Instruction: Revise the items below by replacing each occurrence of "localize" with "mark" and leaving everything else unchanged.

Source data:
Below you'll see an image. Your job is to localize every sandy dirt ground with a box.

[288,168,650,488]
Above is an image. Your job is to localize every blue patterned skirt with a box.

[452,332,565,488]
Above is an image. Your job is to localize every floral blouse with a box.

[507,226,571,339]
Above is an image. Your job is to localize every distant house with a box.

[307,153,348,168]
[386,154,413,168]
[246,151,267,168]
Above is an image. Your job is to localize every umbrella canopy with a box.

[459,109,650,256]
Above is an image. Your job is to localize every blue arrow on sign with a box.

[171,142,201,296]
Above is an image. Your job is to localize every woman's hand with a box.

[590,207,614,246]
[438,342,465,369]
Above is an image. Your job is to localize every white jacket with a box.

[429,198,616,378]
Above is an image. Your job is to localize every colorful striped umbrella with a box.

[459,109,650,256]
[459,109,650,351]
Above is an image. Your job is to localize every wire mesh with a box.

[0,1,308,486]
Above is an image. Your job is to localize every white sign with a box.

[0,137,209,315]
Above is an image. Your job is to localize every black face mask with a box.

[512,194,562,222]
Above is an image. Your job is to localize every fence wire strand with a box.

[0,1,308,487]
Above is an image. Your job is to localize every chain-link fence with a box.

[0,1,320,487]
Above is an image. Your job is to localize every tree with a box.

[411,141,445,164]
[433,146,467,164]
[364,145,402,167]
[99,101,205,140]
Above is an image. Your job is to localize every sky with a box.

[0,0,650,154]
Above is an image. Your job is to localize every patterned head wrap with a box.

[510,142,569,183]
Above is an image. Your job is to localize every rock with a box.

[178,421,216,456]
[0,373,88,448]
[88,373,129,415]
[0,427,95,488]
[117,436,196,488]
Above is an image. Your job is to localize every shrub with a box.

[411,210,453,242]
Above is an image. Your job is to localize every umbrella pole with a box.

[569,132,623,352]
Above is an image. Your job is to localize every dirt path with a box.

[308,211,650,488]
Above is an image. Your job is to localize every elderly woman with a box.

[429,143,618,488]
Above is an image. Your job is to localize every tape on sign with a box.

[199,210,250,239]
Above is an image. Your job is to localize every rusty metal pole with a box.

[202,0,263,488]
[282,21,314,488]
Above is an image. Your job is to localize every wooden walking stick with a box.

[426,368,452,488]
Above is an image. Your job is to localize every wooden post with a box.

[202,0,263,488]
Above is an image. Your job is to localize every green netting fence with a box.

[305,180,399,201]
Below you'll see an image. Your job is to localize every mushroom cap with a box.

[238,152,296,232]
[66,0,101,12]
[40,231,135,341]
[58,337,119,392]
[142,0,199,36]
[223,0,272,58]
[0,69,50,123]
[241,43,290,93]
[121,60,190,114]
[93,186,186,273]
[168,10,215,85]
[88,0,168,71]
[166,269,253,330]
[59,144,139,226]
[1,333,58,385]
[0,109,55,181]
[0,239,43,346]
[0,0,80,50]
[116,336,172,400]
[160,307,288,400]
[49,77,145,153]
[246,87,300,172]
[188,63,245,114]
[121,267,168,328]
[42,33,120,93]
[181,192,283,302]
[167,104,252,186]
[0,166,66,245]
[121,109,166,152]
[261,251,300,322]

Result of this exercise:
Below you'll see an image. Your job is to mark every sandy dirt ground with a box.

[288,168,650,488]
Above is an image. Your job is to mark every blue patterned skirt with a box.

[452,332,565,488]
Above is an image. Your job is to mark every floral blouse with a box.

[507,226,571,339]
Above is an image. Your job is to mark every distant house with a box.

[307,153,348,168]
[386,154,413,168]
[246,151,267,168]
Above is an image. Your job is to mark every umbrella canopy with a box.

[459,109,650,256]
Above is an image. Your job is to mark every blue arrow on sign with a box.

[171,142,201,296]
Above is an image. Your job is to mark every woman's hand with a box.

[590,207,614,246]
[438,342,465,369]
Above is an image. Your job is to mark every white jacket with a box.

[429,198,616,378]
Above is an image. Your job is to mark every colorful striped umbrella with a box.

[459,109,650,256]
[459,109,650,351]
Above is an image. Your job is to mark every wire mesh with a box.

[0,1,308,486]
Above is an image. Your job is to mark every white sign with a box.

[0,137,209,315]
Above is an image. Your job is to mark every black face mask with a box.

[512,194,562,222]
Above is an image. Your job is to mark every fence wire strand with a box.

[0,1,308,487]
Above is an image. Your job is to mark every chain-link fence with a box.

[0,1,320,487]
Above is an image. Your job is to mark every tree with a box.

[411,141,445,164]
[433,146,467,164]
[364,145,402,167]
[99,101,205,140]
Above is an image. Your job is to mark every sky with a box.

[0,0,650,154]
Above is an image. Your job is to mark every patterned head wrap with a box.

[510,142,569,183]
Above is an image. Your job is to mark every rock with a box.

[178,421,216,456]
[0,373,88,448]
[88,373,129,415]
[0,427,95,488]
[117,436,196,488]
Above is an image. Your job is to mark every shrub with a box.

[411,210,453,242]
Above is an image. Your job is to mark every umbrella pole with a box.

[569,132,623,352]
Above is an image. Your job is to mark every dirt path with a box.

[308,211,650,488]
Above is an image. Your job is to mark every elderly woman with a box.

[429,143,618,488]
Above is an image. Your job is to mark every tape on sign with a box.

[199,210,250,239]
Above is an image. Your job is to mark every rusty metal pole with a box.

[202,0,263,488]
[282,21,314,488]
Above is an image. Your job is to mark every wooden walking stick with a box.

[426,368,452,488]
Above is an image. Your job is to mark every wooden post with a box.

[202,0,263,488]
Above is an image. Your job is to mark every green netting fence with a box.

[305,180,399,201]
Below you'll see an image. Your job is to mark every mushroom cap with a box.

[238,152,296,232]
[66,0,101,12]
[40,231,135,341]
[58,337,119,392]
[142,0,199,36]
[223,0,272,58]
[0,69,50,123]
[241,43,290,93]
[121,60,190,114]
[93,186,186,273]
[168,10,215,85]
[88,0,168,71]
[166,269,253,330]
[59,144,139,226]
[1,333,58,385]
[0,109,55,181]
[0,239,43,346]
[0,0,80,50]
[116,336,172,400]
[160,307,288,400]
[49,77,145,153]
[246,87,300,172]
[188,63,245,114]
[121,267,168,328]
[42,33,120,93]
[181,192,283,302]
[167,104,252,186]
[0,166,66,245]
[121,109,166,152]
[261,251,300,322]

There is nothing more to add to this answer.